### SOURCE
begin

It was cool hearing Jose Abreu yell "GOTITGOTIGOTITGOTITGOTIT!" I think I heard Daryl Boston urging Avisail Garcia to bust it down the line on his infield single in the fifth. First base umpire Hunter Wendelstedt informed everybody "Right there!" He's out!" after Chris Davis tagged Abreu. But for a game with no fans, I thought we might hear a little more distinguishable, noteworthy interaction among players and umpires.

Too bad Jake Peavy wasn't one of the starters. He would have taken care of it by himself.

Fans slow down the pace of play

The White Sox and Orioles only needed 2 hours, 3 minutes to wrap this one up. The six-run first had a lot to do with the expediency afterward, but I sensed that the lack of fans -- and the lack of in-game production catering to them -- made the game move faster.

Admittedly, I'm guessing with some of it. For instance, it felt like pitchers and hitters moved more quickly without "EVERYBODY CLAP YOUR HANDS" providing some measure of cover between pitches. Foul balls posed zero consequences, and so players and umpires didn't watch them as long as they normally would. I didn't clock these moments against a constant, so it's possible they took up the usual amount of time, but it makes sense that players would move faster when there's nothing else going on.

I'm not guessing when it came to home runs, though. Painful as it may be, take a look at Manny Machado's homer, or at least the end of it:

In a normal game, there's a more organized, elaborate celebration with music, lights and/or fireworks. The fans are also worked up into a frenzy, and so the pitcher will take more time to gather himself.

In this case, once Cabrera congratulates Machado, he's getting in the batter's box before Machado reaches the entrance of the dugout.

end

Items taken from a dataset:
begin

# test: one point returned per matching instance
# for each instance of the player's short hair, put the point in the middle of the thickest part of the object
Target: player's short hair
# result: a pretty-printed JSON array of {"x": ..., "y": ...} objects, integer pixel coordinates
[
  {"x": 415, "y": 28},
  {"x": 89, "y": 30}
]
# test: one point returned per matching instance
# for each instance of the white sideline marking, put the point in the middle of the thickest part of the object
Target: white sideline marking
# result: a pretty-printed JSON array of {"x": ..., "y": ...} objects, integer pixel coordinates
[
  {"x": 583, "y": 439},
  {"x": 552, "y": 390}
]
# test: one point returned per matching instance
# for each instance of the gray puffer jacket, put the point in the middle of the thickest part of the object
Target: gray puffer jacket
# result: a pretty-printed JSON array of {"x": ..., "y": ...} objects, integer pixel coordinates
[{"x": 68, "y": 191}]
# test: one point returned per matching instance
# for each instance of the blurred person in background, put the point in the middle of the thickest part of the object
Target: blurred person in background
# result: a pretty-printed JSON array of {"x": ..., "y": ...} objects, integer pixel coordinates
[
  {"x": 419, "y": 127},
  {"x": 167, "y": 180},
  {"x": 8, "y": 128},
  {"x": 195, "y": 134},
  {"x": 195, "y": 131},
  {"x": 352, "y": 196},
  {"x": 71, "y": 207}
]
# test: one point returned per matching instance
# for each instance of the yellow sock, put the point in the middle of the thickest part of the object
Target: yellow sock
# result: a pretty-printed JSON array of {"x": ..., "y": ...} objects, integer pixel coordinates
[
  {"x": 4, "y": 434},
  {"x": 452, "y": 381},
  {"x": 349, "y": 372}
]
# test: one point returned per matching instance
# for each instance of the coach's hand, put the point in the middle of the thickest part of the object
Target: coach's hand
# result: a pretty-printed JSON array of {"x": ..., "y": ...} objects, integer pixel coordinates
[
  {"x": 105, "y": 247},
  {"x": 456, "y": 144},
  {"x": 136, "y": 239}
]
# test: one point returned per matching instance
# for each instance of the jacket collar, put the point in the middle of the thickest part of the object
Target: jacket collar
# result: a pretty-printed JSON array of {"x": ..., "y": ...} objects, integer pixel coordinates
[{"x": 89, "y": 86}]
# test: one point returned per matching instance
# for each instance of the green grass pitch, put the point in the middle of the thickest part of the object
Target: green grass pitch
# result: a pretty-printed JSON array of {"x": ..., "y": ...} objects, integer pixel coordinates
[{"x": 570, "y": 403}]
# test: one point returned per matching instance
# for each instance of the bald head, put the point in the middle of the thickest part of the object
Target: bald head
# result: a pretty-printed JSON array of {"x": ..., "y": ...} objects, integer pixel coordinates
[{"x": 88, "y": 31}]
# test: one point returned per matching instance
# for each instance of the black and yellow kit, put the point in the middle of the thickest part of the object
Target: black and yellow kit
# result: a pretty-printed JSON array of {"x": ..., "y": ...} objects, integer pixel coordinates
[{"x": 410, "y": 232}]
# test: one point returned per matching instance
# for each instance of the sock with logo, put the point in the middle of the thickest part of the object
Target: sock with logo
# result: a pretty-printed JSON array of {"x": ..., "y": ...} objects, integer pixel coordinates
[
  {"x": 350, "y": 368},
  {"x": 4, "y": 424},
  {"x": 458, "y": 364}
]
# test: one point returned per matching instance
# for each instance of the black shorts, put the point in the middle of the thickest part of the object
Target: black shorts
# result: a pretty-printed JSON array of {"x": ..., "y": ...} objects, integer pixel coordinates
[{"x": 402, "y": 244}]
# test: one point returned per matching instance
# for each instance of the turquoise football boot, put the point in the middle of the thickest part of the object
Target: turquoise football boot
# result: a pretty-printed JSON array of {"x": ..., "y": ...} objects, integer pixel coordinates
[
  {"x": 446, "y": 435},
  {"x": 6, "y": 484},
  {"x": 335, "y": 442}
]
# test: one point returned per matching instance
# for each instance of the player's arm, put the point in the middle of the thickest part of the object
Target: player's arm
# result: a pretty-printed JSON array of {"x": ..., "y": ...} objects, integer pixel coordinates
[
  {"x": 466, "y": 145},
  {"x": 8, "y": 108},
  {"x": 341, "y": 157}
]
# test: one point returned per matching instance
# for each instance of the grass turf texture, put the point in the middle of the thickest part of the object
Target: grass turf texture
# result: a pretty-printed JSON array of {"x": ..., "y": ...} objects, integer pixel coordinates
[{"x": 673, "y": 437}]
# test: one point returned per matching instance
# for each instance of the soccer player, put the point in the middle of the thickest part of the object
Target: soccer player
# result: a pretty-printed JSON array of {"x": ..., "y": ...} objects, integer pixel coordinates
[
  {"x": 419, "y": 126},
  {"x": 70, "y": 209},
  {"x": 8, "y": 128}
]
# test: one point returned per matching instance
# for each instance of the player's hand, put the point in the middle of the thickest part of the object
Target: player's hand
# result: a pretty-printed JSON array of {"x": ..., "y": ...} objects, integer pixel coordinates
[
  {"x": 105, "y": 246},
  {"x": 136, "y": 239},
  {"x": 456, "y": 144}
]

end

### WORK TO COMPLETE
A. Translate this sentence from the baseball article into Spanish: "Foul balls posed zero consequences, and so players and umpires didn't watch them as long as they normally would."
B. Decide whether each statement agrees with the baseball article, answering yes or no and quoting the words that decide it: (i) The White Sox and Orioles finished the game in 2 hours, 3 minutes. (ii) Jake Peavy was one of the starters. (iii) The writer timed the moments between pitches against a constant.
C. Write what comes next in the baseball article, starting after its final sentence.

### ANSWER LIST
A. Las bolas de foul no tenían ninguna consecuencia, así que los jugadores y los árbitros no las seguían con la mirada tanto tiempo como lo harían normalmente.

B.
(i) Yes: "The White Sox and Orioles only needed 2 hours, 3 minutes to wrap this one up."
(ii) No: "Too bad Jake Peavy wasn't one of the starters."
(iii) No: "I didn't clock these moments against a constant"

C.
Baseball games need fans

But games should allow time for fans to celebrate events, because that's the whole reason everybody's watching, whether in person or at home. The lack of a shared reaction makes even the big moments look small:

Especially when the home run balls are neglected afterward:

Nobody involved could create a souvenir if they tried ...

... so most didn't.

All of these things are funny in isolation. The setting's surreality served up plenty of humor for the taking. Thorne indulged himself a little when he called Adam Jones' double like a golf shot:

But some of that laughter was to keep from crying. Foul balls thudding against empty seats looked like it was ripped from a post-apocalyptic version of "Major League." If the sight of fans limited to watching from a distance through iron bars didn't bring a police state to mind, the sounds of sirens and helicopters did.

We heard all the attendance jokes, but regardless of whether it's a crowd of 50 or 50,000, people will show up to a Major League Baseball game. If nobody's there, something went terribly wrong. Something certainly did in Baltimore, so let's hope we never see another game like this again.